THE PROBLEM -
Answer these questions using the bug report below.
(a) After the instance was created, what did the reporter do with the snapshot?
(b) Which nova.conf setting governs when the image is removed from the old compute node?
(c) Which parameter did the code edit add to the copy_from_host function?

** start PAGE EXTRACT **

← Back to team overview

yahoo-eng-team team mailing list archive

[Bug 1915710] [NEW] Doesn't download image from _base folder

 

Public bug reported:

Hello.

Recently I encountered with strange behavior of nova while upgrading
instance to a new flavor.

I did:
1. I created an instance from a previously made snapshot.
2. After the instance has been successfully created, I deleted the snapshot from image storage.
3. Created a new flavor with a bigger of disk space for the instance.
4. I made resize the instance using a new flavor, with case when there are not enough resources on the src compute node and the instance started migrating to another compute node where there are enough resources.
5. Once the instance disk has been completely copied to the new compute and the instance status has changed to VERITY_RESZIE, the instance disk (block device) remains the same size as in the old flavor. After confirming the upgrade, the disk remains the same size.

In the logs, I see a message like
https://github.com/openstack/nova/blob/stable/queens/nova/virt/libvirt/driver.py#L7570
and at the same time there is no image in the _base folder on the new
compute node, the image remains on the old compute node until it is
removed because its age is greater than the
remove_unused_original_minimum_age_seconds in nova.conf.

I made the following edits in the code:
/usr/lib/python2.7/dist-packages/nova/virt/libvirt/driver.py	
@@ -7676,13 +7676,13 @@
                       {'image_id': image_id, 'host': fallback_from_host},
                       instance=instance)
-            def copy_from_host(target):
+            def copy_from_host(target, image_id):
                 libvirt_utils.copy_image(src=target,
                                          dest=target,
                                          host=fallback_from_host,
                                          receive=True)
             image.cache(fetch_func=copy_from_host, size=size,
-                        filename=filename)
+                        filename=filename, image_id=image_id)

And after that, everything worked as expected. The instance successfully
migrated to dst compute during the upgrade, the disk grew according to
the new flavor.

But then I ran into one more issue, when the instance goes into the
VERIFY_RESIZE status in the database already indicated that it is
running on a different compute node and the image on the scr compute can
be deleted due to remove_unused_original_minimum_age_seconds. After
that, if you do revert, the image is not copied back to src compute.

** end PAGE EXTRACT **
** start DATA SHOWN **

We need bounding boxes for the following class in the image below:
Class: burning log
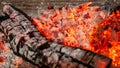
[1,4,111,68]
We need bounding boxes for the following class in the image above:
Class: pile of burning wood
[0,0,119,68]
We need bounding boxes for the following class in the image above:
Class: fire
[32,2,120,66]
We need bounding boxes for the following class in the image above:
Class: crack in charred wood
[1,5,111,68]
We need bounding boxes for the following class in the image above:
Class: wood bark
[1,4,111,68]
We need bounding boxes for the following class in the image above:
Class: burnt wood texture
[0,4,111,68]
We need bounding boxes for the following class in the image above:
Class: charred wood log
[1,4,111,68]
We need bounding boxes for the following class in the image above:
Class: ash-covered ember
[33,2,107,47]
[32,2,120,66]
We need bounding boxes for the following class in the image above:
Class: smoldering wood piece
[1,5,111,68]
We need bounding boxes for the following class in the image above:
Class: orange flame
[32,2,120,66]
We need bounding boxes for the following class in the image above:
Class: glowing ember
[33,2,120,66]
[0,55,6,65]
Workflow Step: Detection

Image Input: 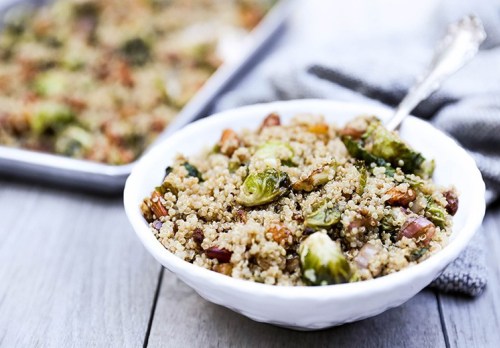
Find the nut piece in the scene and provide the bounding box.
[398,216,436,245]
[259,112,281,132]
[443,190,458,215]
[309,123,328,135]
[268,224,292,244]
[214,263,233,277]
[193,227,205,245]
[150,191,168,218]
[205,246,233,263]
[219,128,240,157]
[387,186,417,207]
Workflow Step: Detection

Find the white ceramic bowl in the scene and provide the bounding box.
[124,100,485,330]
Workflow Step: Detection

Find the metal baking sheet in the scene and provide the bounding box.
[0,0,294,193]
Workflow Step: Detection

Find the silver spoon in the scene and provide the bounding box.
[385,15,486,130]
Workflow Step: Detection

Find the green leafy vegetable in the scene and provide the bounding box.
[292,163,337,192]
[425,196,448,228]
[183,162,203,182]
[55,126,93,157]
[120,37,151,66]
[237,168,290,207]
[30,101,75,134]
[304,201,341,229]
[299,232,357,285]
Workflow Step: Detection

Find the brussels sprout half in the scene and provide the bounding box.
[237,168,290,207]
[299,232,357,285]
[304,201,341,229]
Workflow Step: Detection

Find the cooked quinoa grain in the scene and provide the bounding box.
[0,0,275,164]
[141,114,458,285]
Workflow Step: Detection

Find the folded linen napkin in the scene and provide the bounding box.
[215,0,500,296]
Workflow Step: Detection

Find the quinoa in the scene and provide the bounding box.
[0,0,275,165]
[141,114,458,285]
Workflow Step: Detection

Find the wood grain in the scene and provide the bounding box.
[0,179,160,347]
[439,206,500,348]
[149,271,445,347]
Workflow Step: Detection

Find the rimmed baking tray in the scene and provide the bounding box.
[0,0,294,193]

** end DATA SHOWN **

WRITTEN RESPONSE -
(a) The reporter deleted it from image storage.
(b) remove_unused_original_minimum_age_seconds
(c) image_id